The abrupt fade-to-black of The Sopranos final episode generated much controversy and opinion. The lack of clarity at the end of the show has left many wondering what happened to Tony.

There’s only two ways it ends for a guy like me‘, he repeats throughout the series and these two possible endings, death or prison, are a constant source of intrigue and paranoia.

In my opinion, Tony did meet his end in the final episode, portrayed as character Bobby Baccalieri describes it a few episodes earlier. They are in a boat, fishing on a lake during the tranquil scene. Musing on the nature of death Bobby says “At the end, you probably don’t hear anything, everything just goes black“.

Recently music writer Simon Price tweeted that he too had re-watched The Sopranos and heralded its status as more than TV but a modern work of art. And we’re inclined to agree.

It changed the landscape by mixing influences from film to give television a cinematic quality rarely attempted before.

In its eighty-five hour-long instalments its capacity for storytelling and character development was unprecedented, more in keeping with a novel.

The Sopranos use of music too was also boundary pushing, opting to soundtrack episodes with strategically placed pop anthems rather than the more common original score.

○ ○ ○ ○ ○ ○ ○

| QUESTIONS ON THE MATERIAL |
1. Could you retype the stretch of the Sopranos piece from "There’s only two" through "inclined to agree." word for word?
2. Can you continue the piece on The Sopranos from its last sentence?
You can leave the material aside.

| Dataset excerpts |
○ ○ ○ ○ ○ ○ ○

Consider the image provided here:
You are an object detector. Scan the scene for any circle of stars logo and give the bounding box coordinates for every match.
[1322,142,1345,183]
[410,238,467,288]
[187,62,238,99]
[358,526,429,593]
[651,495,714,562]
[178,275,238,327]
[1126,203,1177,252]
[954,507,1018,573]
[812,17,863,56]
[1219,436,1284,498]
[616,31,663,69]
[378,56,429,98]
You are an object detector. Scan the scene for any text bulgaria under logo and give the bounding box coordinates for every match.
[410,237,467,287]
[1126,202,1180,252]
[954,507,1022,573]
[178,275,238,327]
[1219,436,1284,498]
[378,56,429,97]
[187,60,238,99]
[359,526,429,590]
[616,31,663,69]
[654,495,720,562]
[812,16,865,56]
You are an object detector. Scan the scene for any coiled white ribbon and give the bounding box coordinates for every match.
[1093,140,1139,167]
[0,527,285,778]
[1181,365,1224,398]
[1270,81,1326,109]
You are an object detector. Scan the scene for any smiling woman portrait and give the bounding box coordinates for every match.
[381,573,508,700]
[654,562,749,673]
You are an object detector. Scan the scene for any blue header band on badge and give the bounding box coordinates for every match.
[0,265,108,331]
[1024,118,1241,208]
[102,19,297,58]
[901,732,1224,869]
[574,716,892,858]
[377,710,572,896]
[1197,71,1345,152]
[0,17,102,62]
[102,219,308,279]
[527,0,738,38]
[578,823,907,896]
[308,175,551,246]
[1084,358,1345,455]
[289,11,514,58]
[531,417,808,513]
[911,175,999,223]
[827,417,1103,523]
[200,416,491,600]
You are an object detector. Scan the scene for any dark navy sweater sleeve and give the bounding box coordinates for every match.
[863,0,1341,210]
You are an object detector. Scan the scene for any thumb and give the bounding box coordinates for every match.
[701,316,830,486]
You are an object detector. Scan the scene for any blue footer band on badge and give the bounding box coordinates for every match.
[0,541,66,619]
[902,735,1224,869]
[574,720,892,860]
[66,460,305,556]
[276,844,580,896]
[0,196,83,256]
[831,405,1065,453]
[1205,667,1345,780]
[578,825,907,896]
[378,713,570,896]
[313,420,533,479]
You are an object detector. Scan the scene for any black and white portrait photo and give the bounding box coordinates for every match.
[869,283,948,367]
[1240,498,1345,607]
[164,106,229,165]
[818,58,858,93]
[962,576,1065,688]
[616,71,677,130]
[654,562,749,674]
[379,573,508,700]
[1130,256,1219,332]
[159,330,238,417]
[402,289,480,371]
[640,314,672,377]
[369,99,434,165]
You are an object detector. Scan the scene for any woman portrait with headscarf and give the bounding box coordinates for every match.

○ ○ ○ ○ ○ ○ ○

| ANSWERS PROVIDED |
1.
There’s only two ways it ends for a guy like me‘, he repeats throughout the series and these two possible endings, death or prison, are a constant source of intrigue and paranoia.

In my opinion, Tony did meet his end in the final episode, portrayed as character Bobby Baccalieri describes it a few episodes earlier. They are in a boat, fishing on a lake during the tranquil scene. Musing on the nature of death Bobby says “At the end, you probably don’t hear anything, everything just goes black“.

Recently music writer Simon Price tweeted that he too had re-watched The Sopranos and heralded its status as more than TV but a modern work of art. And we’re inclined to agree.

2.
Its use of Journey‘s Don’t Stop Believing in the final episode, and subsequent reimagining in TV show Glee, dragged the 80s stadium rock staple into the 00s – when it appeared to blare endlessly out of bars all across the western world.

More than a cool mob show, The Sopranos is an epic tale of its time but in the same instance explores timeless aspects of the human condition.

It is an exploration into the human psyche and a record of cultural shifts happening at the turn of the 21st century. It’s a body of work that has resonated with millions of people and continues to inspire debate.

The richness of The Sopranos is staggering and re-watching only emphasises its continued relevance.

It’s a work that deserves to be seen over and over again and truly deserves its hype. And it is with these feelings that we gush. It’s with these feelings we ‘salut!’ The Sopranos and its continued legacy.